Etwa die Aussage, dass Hispanics die am Schnellsten wachsende Ethnie der USA seien (es sind asiatisch-stämmige Amerikaner) oder dass auf Waffenmessen jeder ohne Nachfragen, Gewehre und Pistolen kaufen könne (das stimmt nur bei Käufen von privaten Händlern). Auch wenn solche Ungenauigkeiten oder Lügen aus dem Mund eines US-Präsidenten ärgerlich sind, im Vergleich zu den Aufpluster-Unwahrheiten eines Donald Trump wirken sie beinahe niedlich.
PAID Biden Bilanz nach erstem Monat 6.52h
Natürlich lassen sich die jeweils ersten 100 Amtstage nur bedingt vergleichen. Donald Trump hat damals zwar ein Land mit ein paar mehr oder weniger ernsten Problemen übernommen, doch immerhin florierte die Wirtschaft. Davon können die USA im Jahr 2021 nur träumen. Stattdessen lähmt die allgegenwärtig Corona-Pandemie das Land und zwingt es wirtschaftlich in die Knie.

Zu erledigen:
#1 Welche Wörter im Textauszug enthalten einen Bindestrich?
#2 Schreib den Textauszug ab den Worten „PAID Biden Bilanz“ bis einschließlich „in die Knie.“ ab und ersetze dabei „Corona-Pandemie“ durch „Gesundheitskrise“.
#3 Welche Gruppe ist laut Textauszug die am schnellsten wachsende Ethnie der USA?
Die anschließenden Zeilen haben mit dem Textauszug nichts zu tun.

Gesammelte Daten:
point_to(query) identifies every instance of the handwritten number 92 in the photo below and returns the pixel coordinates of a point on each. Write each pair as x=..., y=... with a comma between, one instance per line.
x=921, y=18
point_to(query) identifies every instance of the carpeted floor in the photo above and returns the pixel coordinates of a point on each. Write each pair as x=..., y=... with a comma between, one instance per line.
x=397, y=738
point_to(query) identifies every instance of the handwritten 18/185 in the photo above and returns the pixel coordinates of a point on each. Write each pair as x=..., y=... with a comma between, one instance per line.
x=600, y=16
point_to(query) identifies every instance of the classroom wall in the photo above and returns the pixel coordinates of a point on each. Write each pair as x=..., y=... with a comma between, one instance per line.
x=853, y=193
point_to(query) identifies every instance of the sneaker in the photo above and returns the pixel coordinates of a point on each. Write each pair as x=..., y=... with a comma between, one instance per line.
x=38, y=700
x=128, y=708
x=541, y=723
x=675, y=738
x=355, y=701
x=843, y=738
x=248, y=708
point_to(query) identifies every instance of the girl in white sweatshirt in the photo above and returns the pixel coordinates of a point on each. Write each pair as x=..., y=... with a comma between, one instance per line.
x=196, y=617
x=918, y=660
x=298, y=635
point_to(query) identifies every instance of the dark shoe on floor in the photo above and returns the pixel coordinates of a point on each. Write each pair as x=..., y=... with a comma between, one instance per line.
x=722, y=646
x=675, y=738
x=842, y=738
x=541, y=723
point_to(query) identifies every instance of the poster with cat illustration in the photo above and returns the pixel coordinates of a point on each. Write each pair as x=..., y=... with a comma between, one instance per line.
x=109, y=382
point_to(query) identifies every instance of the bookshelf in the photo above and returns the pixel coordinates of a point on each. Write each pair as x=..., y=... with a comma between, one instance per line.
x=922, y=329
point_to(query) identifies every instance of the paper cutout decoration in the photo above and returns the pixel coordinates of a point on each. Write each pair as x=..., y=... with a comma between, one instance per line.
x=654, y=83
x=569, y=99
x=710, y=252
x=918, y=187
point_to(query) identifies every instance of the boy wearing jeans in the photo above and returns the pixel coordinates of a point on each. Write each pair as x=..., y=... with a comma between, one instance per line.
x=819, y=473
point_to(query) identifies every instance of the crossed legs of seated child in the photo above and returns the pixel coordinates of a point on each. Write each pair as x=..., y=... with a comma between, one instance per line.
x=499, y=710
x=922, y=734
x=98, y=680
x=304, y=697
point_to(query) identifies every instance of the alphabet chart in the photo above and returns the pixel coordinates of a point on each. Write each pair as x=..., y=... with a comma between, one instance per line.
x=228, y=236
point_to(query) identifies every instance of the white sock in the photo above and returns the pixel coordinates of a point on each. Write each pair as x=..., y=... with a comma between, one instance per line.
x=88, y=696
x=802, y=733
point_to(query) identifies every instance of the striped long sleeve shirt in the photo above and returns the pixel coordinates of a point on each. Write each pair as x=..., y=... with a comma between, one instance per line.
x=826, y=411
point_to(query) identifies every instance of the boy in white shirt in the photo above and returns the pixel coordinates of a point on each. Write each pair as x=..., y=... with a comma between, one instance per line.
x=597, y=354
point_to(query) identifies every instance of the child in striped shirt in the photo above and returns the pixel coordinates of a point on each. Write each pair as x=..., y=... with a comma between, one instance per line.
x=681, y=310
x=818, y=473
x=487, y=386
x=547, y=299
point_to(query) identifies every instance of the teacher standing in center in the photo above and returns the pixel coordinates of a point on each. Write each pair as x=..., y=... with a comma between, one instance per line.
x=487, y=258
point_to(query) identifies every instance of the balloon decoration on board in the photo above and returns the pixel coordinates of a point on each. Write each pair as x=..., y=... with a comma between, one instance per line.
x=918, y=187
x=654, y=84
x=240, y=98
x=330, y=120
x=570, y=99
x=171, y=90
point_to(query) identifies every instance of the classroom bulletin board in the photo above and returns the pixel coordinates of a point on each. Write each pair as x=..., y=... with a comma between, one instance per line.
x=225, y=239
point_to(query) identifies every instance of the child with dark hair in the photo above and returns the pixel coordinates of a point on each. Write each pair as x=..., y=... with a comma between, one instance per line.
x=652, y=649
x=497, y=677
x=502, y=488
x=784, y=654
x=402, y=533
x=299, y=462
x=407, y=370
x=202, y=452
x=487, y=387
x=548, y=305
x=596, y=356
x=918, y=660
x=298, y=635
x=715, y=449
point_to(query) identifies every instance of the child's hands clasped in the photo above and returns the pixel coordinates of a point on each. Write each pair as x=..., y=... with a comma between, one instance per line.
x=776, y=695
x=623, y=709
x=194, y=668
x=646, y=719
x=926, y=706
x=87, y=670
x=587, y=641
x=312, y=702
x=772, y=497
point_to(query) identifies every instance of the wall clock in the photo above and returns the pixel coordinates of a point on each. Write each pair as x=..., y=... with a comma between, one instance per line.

Antworten:
#1 asiatisch-stämmige, US-Präsidenten, Aufpluster-Unwahrheiten, Corona-Pandemie

#2
PAID Biden Bilanz nach erstem Monat 6.52h
Natürlich lassen sich die jeweils ersten 100 Amtstage nur bedingt vergleichen. Donald Trump hat damals zwar ein Land mit ein paar mehr oder weniger ernsten Problemen übernommen, doch immerhin florierte die Wirtschaft. Davon können die USA im Jahr 2021 nur träumen. Stattdessen lähmt die allgegenwärtig Gesundheitskrise das Land und zwingt es wirtschaftlich in die Knie.

#3 Asiatisch-stämmige Amerikaner.